What Are Non-hormonal Birth Control Methods?

Non-hormonal birth control methods act as a barrier. Some of them, such as the IUD, are very effective: its effectiveness is 99 percent.
What Are Non-hormonal Birth Control Methods?

Last update: 11 December, 2020

Non-hormonal birth control methods are those that prevent the fertilization of the egg by the sperm without this intervening in the female menstrual cycle. Generally, this type of method acts as a barrier. Their function is to prevent contact between an egg and a sperm.

Other types of non-hormonal contraceptives are planning methods. These tell us when to avoid sex according to the phase of the menstrual cycle you’re in.

Although they can be very effective, non-hormonal contraceptives also have some disadvantages. Here’s a detailed explanation of this topic.

Types and Advantages of Non-Hormonal Birth Control

As highlighted in a publication by the American Association of Reproductive Health Professionals, there are a wide variety of non-hormonal contraceptives that offer both advantages and disadvantages to their use. Some are more effective than others and not all offer protection against STDs.

Non-Hormonal Birth Control Methods: Male Condom

The male condom is a latex sheath that prevents the passage of sperm inside the uterus. According to the Association of Reproductive Health Professionals, with this method, the risk of unwanted pregnancy is 18%. Its main advantage, besides its contraceptive effectiveness, is that it protects against sexually transmitted diseases.

The disadvantages of male condoms have to do with their use. Unlike other methods that act permanently, men must put on a new condom every time they initiate a sexual encounter and replace it as many times as necessary.

A man opening a condom package while in bed with is partner.
The male condom remains one of the most effective non-hormonal methods of contraception. Also, it serves a dual function because it helps prevent STDs.

Diaphragm

The diaphragm is a latex circle that a woman places inside the vagina before intercourse. Its main advantage is that the woman herself is in control of its placement, and it also covers the cervix completely.

This disadvantage is that it doesn’t protect against sexually transmitted diseases. Also, it must be left in place for hours after the act. According to the researchers, this method has a 12% chance of failing as a contraceptive.

Female condom

Like the male condom, it consists of a latex bag that prevents the passage of sperm to the eggs. It also protects against sexually transmitted diseases. The main disadvantage lies in how complicated female condoms are to put on.

Copper IUD

This is a more invasive and permanent method, with a duration of 10 to 20 years. It consists of an object made of plastic and copper, which a professional inserts in the woman’s cervix.

Its function of this birth control method is to create a hostile environment for the sperm so that they don’t reach the egg. They also release copper particles that prevent the adherence of a fertilized egg.

Among its advantages are that you can get one and forget about it for quite a long time. What’s more, it’s more than 99% effective. However, one disadvantage is that it doesn’t prevent sexually transmitted diseases.

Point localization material
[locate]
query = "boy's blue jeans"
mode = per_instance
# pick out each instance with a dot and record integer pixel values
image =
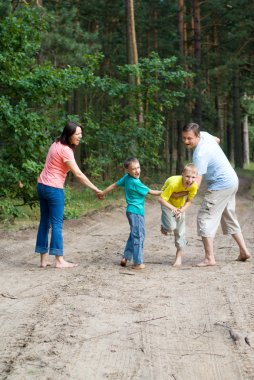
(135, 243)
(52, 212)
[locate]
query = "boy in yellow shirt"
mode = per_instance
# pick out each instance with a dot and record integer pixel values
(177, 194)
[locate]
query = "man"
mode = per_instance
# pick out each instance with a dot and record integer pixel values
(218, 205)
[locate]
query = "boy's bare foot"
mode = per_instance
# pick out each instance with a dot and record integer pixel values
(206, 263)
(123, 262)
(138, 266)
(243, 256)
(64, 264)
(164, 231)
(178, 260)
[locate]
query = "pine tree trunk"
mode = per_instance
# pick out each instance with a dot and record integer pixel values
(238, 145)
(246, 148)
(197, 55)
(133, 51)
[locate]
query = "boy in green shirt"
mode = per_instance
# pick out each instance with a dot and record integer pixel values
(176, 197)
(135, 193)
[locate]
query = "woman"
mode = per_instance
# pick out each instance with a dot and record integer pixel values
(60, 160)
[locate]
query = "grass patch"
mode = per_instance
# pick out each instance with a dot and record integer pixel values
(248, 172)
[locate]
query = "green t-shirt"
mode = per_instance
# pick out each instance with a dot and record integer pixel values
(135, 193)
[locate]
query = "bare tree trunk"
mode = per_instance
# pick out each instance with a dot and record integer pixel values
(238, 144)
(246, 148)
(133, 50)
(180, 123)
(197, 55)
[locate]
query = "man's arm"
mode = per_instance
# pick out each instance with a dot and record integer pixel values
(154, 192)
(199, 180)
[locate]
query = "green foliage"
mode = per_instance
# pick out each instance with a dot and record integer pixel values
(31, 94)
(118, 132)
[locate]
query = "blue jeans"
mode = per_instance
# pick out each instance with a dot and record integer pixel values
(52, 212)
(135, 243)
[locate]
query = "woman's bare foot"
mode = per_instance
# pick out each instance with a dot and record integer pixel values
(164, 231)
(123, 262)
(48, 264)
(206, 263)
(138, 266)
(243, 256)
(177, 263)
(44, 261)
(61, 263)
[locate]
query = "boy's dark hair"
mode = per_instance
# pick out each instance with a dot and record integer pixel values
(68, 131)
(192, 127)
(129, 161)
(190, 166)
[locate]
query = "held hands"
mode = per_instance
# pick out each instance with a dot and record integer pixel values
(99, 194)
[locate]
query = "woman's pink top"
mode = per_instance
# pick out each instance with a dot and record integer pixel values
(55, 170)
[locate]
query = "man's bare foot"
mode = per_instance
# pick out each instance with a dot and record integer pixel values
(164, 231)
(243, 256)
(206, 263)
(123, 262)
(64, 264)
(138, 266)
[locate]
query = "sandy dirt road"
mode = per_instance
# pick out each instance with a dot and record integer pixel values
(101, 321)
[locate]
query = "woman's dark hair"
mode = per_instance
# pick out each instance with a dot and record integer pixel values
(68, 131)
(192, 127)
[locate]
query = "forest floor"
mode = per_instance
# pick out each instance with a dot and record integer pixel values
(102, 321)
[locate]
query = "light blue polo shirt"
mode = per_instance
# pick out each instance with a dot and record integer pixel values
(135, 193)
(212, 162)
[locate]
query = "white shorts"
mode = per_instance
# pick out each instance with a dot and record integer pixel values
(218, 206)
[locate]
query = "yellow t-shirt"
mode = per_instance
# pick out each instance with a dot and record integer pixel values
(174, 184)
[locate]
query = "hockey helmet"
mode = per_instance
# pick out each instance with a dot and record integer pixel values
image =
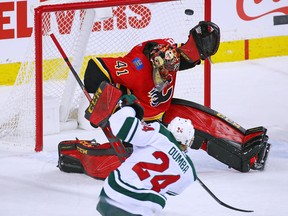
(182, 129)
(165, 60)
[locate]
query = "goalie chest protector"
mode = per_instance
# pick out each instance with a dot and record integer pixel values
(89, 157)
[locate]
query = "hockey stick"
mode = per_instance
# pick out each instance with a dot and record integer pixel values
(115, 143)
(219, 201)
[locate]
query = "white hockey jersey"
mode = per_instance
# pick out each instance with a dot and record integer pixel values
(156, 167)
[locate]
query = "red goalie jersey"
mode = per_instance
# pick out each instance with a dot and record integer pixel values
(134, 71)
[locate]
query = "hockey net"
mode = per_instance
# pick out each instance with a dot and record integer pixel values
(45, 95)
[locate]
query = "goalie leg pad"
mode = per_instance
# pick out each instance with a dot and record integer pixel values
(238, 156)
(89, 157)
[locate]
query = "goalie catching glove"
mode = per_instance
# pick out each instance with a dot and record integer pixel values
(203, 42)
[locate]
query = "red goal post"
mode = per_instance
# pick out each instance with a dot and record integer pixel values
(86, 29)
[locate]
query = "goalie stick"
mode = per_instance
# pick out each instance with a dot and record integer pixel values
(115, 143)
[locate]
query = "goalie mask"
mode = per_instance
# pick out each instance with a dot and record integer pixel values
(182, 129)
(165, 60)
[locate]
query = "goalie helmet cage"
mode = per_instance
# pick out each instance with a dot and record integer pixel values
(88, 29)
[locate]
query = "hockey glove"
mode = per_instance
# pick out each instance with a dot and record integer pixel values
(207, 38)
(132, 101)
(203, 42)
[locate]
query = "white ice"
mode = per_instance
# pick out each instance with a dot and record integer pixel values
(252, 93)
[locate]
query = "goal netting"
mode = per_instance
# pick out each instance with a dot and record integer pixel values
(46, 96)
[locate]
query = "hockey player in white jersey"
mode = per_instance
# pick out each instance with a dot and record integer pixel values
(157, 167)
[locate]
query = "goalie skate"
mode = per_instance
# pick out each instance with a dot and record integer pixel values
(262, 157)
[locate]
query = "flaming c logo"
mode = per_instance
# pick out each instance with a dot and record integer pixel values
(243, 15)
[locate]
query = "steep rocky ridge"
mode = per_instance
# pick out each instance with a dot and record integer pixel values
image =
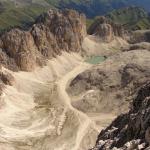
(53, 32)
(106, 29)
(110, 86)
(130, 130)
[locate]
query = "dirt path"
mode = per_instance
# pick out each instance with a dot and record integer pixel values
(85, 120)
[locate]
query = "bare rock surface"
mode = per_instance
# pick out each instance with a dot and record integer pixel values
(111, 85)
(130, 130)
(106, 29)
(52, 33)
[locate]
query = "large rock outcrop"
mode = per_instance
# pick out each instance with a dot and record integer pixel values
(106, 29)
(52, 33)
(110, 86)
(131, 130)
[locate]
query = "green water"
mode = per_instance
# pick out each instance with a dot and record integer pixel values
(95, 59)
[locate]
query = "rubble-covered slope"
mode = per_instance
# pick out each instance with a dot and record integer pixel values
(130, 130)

USING THE INFORMATION =>
1. Answer these from the article on non-hormonal birth control:
(a) What is the risk of unwanted pregnancy with the male condom?
(b) How long does a copper IUD last?
(c) What chance of failing as a contraceptive does the diaphragm have?
2. Carry on the article on non-hormonal birth control, picking up after its last sentence.

TASK RESULTS =>
1.
(a) 18%
(b) 10 to 20 years
(c) 12%

2.
A woman holding a copper IUD.
Although the IUD offers high protection against pregnancy, it doesn’t have the ability to prevent sexually transmitted diseases.

Male and female sterilization

Sterilization is a surgical process, which works as a contraceptive method without hormones. In men, it’s known as vasectomy, which is permanent and prevents the passage of sperm into the semen.

Its main advantage is effectiveness. At the same time, it doesn’t prevent ejaculation, nor does it affect virility. On the other hand, female sterilization is a process that involves isolating the ovaries from the uterus. Therefore, the eggs can’t reach the uterus.

Contraceptive Sponge

This is a synthetic sponge that’s impregnated with spermicide. It blocks the cervix, absorbs the semen, and fights the sperm. One of its advantages is its effectiveness, as long as women use it correctly.

More specifically, its effectiveness is approximately 88% in women who’ve never given birth and 76% in those who have. Also, women can insert it on their own.

However, among its disadvantages is that, in women who’ve already given birth, the effectiveness can decrease up to 68%. Also, inserting it correctly can be complicated and it doesn’t protect against sexually transmitted diseases. What’s more, it must remain in place for at least 6 hours after sex.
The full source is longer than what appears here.